Exercise directions -> Tally how many lines of the material below contain the string "kind", and reply with that number alone.

——

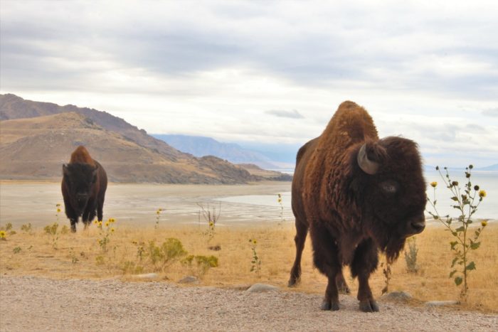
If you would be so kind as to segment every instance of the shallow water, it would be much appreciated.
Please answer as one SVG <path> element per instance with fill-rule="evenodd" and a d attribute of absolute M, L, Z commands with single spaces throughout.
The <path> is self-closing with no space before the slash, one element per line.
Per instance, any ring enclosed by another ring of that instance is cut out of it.
<path fill-rule="evenodd" d="M 456 174 L 458 176 L 451 176 L 450 178 L 452 181 L 458 181 L 460 187 L 462 188 L 467 182 L 463 172 L 460 173 L 461 173 L 461 176 Z M 451 200 L 452 194 L 449 189 L 445 188 L 439 173 L 435 171 L 428 171 L 425 173 L 424 176 L 428 185 L 427 196 L 431 201 L 434 200 L 434 190 L 429 184 L 433 181 L 436 181 L 438 183 L 435 193 L 438 200 L 436 208 L 440 215 L 450 214 L 452 216 L 457 215 L 459 211 L 451 208 L 452 205 L 455 205 Z M 474 172 L 470 179 L 472 188 L 476 184 L 479 185 L 480 188 L 485 190 L 487 193 L 486 197 L 480 204 L 474 218 L 476 219 L 498 219 L 498 172 Z M 277 193 L 275 193 L 273 195 L 240 195 L 223 197 L 218 198 L 218 200 L 222 202 L 243 205 L 279 207 Z M 284 208 L 290 208 L 291 193 L 289 191 L 281 193 L 281 194 L 282 205 Z M 477 203 L 477 200 L 475 203 Z M 427 208 L 430 208 L 430 205 L 428 204 Z M 430 210 L 433 212 L 432 209 Z M 428 213 L 426 213 L 426 215 L 428 216 Z"/>

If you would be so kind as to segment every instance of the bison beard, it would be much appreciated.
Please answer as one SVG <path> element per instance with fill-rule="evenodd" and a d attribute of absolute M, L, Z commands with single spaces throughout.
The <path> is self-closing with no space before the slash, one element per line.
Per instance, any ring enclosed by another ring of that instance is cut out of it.
<path fill-rule="evenodd" d="M 107 176 L 104 168 L 90 156 L 87 149 L 78 146 L 71 154 L 69 164 L 63 165 L 62 194 L 65 215 L 76 232 L 76 223 L 81 216 L 85 227 L 95 218 L 102 220 L 102 209 Z"/>
<path fill-rule="evenodd" d="M 289 286 L 301 276 L 306 235 L 315 266 L 328 278 L 324 310 L 339 310 L 339 290 L 349 292 L 342 267 L 358 277 L 363 311 L 378 311 L 369 278 L 378 251 L 391 262 L 406 237 L 425 227 L 425 183 L 417 145 L 401 137 L 379 139 L 366 111 L 339 105 L 324 132 L 297 153 L 292 180 L 296 257 Z"/>

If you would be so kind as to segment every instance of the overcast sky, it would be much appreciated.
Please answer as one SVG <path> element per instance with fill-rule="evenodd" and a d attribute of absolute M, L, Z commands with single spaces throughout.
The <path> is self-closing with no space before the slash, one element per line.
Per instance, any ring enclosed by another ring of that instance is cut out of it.
<path fill-rule="evenodd" d="M 422 2 L 1 0 L 0 91 L 281 144 L 350 100 L 426 164 L 498 163 L 498 1 Z"/>

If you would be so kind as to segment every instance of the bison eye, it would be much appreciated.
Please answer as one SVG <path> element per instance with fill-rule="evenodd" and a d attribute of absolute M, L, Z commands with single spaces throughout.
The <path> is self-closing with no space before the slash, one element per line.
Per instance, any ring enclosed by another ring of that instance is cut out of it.
<path fill-rule="evenodd" d="M 392 195 L 398 191 L 398 185 L 394 181 L 385 181 L 381 183 L 381 189 L 385 193 Z"/>

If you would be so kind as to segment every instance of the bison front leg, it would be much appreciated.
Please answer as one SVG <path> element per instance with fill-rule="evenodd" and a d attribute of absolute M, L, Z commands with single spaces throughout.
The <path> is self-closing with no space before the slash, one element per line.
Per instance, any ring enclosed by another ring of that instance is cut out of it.
<path fill-rule="evenodd" d="M 312 226 L 309 234 L 313 244 L 314 265 L 329 280 L 322 310 L 339 310 L 339 289 L 336 280 L 337 276 L 341 274 L 341 266 L 336 241 L 324 227 Z"/>
<path fill-rule="evenodd" d="M 64 198 L 64 210 L 65 210 L 65 216 L 68 217 L 71 225 L 71 232 L 76 232 L 76 223 L 78 223 L 78 215 L 71 207 L 69 199 L 65 197 Z"/>
<path fill-rule="evenodd" d="M 301 281 L 301 257 L 304 247 L 306 235 L 308 234 L 308 225 L 304 222 L 296 218 L 296 236 L 294 241 L 296 244 L 296 257 L 294 259 L 292 269 L 290 270 L 290 278 L 288 287 L 294 287 Z"/>
<path fill-rule="evenodd" d="M 95 203 L 89 201 L 82 218 L 83 224 L 85 225 L 85 229 L 90 225 L 93 219 L 95 218 Z"/>
<path fill-rule="evenodd" d="M 358 277 L 358 300 L 360 310 L 364 312 L 378 311 L 369 284 L 370 274 L 377 268 L 378 263 L 377 247 L 372 239 L 361 242 L 354 252 L 351 272 L 353 277 Z"/>

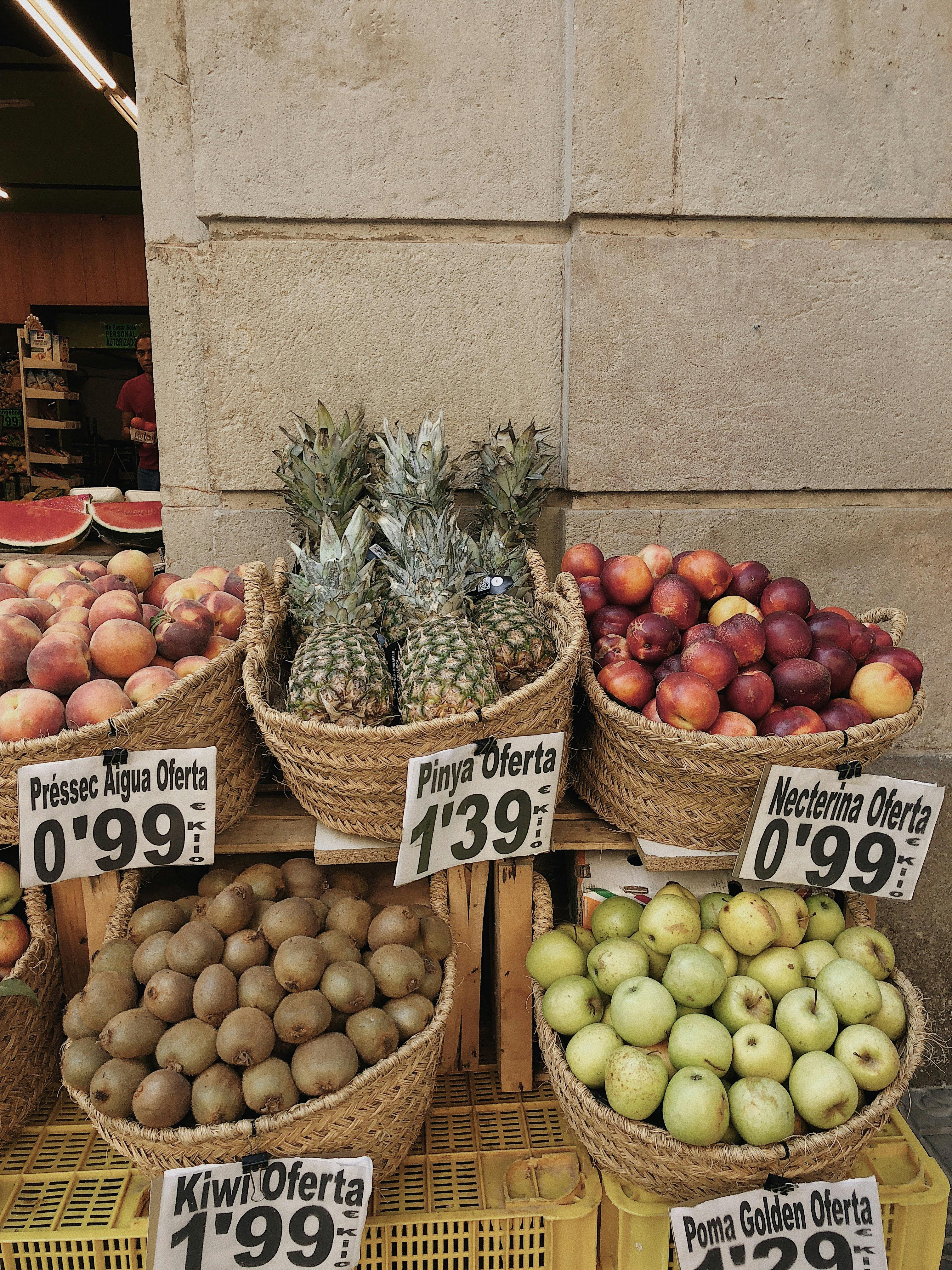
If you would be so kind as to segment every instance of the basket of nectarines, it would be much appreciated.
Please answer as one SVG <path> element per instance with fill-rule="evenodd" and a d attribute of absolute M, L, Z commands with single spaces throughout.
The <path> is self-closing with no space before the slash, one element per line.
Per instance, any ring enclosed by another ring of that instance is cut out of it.
<path fill-rule="evenodd" d="M 735 852 L 767 765 L 867 763 L 922 718 L 899 610 L 817 608 L 759 561 L 660 544 L 583 542 L 562 570 L 589 625 L 571 781 L 628 833 Z"/>

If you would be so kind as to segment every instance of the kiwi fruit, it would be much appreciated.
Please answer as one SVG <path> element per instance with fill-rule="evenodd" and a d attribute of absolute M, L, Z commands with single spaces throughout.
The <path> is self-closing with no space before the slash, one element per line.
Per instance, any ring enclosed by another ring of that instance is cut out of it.
<path fill-rule="evenodd" d="M 166 1024 L 180 1024 L 193 1015 L 192 993 L 195 980 L 179 970 L 156 970 L 146 984 L 142 1001 L 156 1019 Z"/>
<path fill-rule="evenodd" d="M 207 965 L 221 961 L 223 951 L 225 940 L 211 922 L 198 917 L 185 922 L 165 945 L 165 961 L 170 970 L 195 978 Z"/>
<path fill-rule="evenodd" d="M 261 930 L 270 946 L 277 949 L 294 935 L 310 935 L 314 939 L 320 931 L 320 923 L 308 902 L 301 895 L 292 895 L 291 899 L 279 899 L 267 909 L 261 918 Z"/>
<path fill-rule="evenodd" d="M 360 1060 L 354 1043 L 343 1033 L 325 1033 L 298 1045 L 291 1059 L 294 1085 L 310 1097 L 336 1093 L 357 1076 Z"/>
<path fill-rule="evenodd" d="M 138 945 L 132 959 L 132 973 L 140 983 L 149 983 L 156 970 L 164 970 L 168 966 L 165 945 L 171 936 L 171 931 L 156 931 L 155 935 L 150 935 Z"/>
<path fill-rule="evenodd" d="M 220 890 L 206 909 L 206 919 L 222 935 L 244 931 L 254 917 L 255 893 L 244 881 L 234 881 Z"/>
<path fill-rule="evenodd" d="M 183 1076 L 198 1076 L 218 1058 L 215 1041 L 217 1031 L 201 1019 L 184 1019 L 170 1027 L 155 1046 L 159 1067 L 168 1067 Z"/>
<path fill-rule="evenodd" d="M 221 1027 L 226 1016 L 237 1010 L 237 979 L 226 965 L 207 965 L 195 979 L 192 1010 L 212 1027 Z"/>
<path fill-rule="evenodd" d="M 385 997 L 406 997 L 416 992 L 426 974 L 420 954 L 405 944 L 383 944 L 374 949 L 368 968 Z"/>
<path fill-rule="evenodd" d="M 321 866 L 305 856 L 286 860 L 281 866 L 281 876 L 284 879 L 286 895 L 317 897 L 327 889 L 327 879 Z"/>
<path fill-rule="evenodd" d="M 327 1030 L 330 1016 L 322 992 L 292 992 L 274 1011 L 274 1031 L 288 1045 L 303 1045 Z"/>
<path fill-rule="evenodd" d="M 331 961 L 321 975 L 321 992 L 331 1008 L 344 1015 L 355 1015 L 373 1003 L 376 993 L 373 975 L 355 961 Z"/>
<path fill-rule="evenodd" d="M 284 876 L 274 865 L 249 865 L 235 881 L 250 886 L 255 899 L 283 899 Z M 249 1104 L 250 1105 L 250 1104 Z"/>
<path fill-rule="evenodd" d="M 420 919 L 414 917 L 402 904 L 387 904 L 371 922 L 367 932 L 367 945 L 376 952 L 385 944 L 406 944 L 411 946 L 420 933 Z"/>
<path fill-rule="evenodd" d="M 89 1082 L 89 1101 L 100 1115 L 128 1120 L 132 1095 L 149 1076 L 149 1068 L 137 1058 L 110 1058 Z"/>
<path fill-rule="evenodd" d="M 284 989 L 269 965 L 250 965 L 239 979 L 239 1006 L 253 1006 L 270 1017 L 278 1008 Z"/>
<path fill-rule="evenodd" d="M 433 1019 L 433 1002 L 421 997 L 419 992 L 411 992 L 407 997 L 396 997 L 387 1001 L 383 1012 L 397 1025 L 400 1040 L 409 1040 Z"/>
<path fill-rule="evenodd" d="M 151 904 L 137 908 L 129 921 L 129 939 L 142 944 L 156 931 L 178 931 L 185 925 L 185 914 L 170 899 L 156 899 Z"/>
<path fill-rule="evenodd" d="M 292 935 L 274 952 L 274 975 L 288 992 L 310 992 L 321 982 L 327 954 L 308 935 Z"/>
<path fill-rule="evenodd" d="M 232 1067 L 254 1067 L 270 1058 L 274 1025 L 263 1010 L 241 1006 L 232 1010 L 218 1029 L 218 1058 Z"/>
<path fill-rule="evenodd" d="M 245 1114 L 241 1077 L 227 1063 L 212 1063 L 192 1082 L 195 1124 L 231 1124 Z"/>
<path fill-rule="evenodd" d="M 397 1025 L 382 1010 L 358 1010 L 348 1019 L 344 1031 L 368 1067 L 387 1058 L 400 1044 Z"/>
<path fill-rule="evenodd" d="M 89 1082 L 103 1063 L 108 1062 L 109 1055 L 95 1036 L 77 1036 L 75 1040 L 67 1040 L 60 1064 L 63 1085 L 70 1085 L 74 1090 L 83 1090 L 84 1093 L 88 1093 Z"/>
<path fill-rule="evenodd" d="M 155 1053 L 165 1024 L 151 1010 L 137 1006 L 114 1015 L 99 1034 L 99 1040 L 112 1058 L 149 1058 Z"/>
<path fill-rule="evenodd" d="M 113 1015 L 132 1010 L 138 998 L 138 984 L 131 974 L 100 970 L 90 975 L 80 993 L 79 1013 L 86 1027 L 100 1033 Z"/>
<path fill-rule="evenodd" d="M 160 1067 L 132 1095 L 132 1114 L 147 1129 L 170 1129 L 192 1110 L 192 1086 L 180 1072 Z"/>
<path fill-rule="evenodd" d="M 241 1093 L 253 1111 L 264 1115 L 287 1111 L 301 1097 L 291 1068 L 282 1058 L 265 1058 L 263 1063 L 246 1067 L 241 1073 Z"/>
<path fill-rule="evenodd" d="M 203 899 L 215 899 L 220 890 L 230 886 L 237 874 L 234 869 L 209 869 L 198 884 L 198 894 Z"/>

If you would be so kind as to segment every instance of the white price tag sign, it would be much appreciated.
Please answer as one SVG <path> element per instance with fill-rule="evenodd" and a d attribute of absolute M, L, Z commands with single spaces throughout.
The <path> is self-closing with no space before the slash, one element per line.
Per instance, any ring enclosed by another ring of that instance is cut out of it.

——

Solution -> 8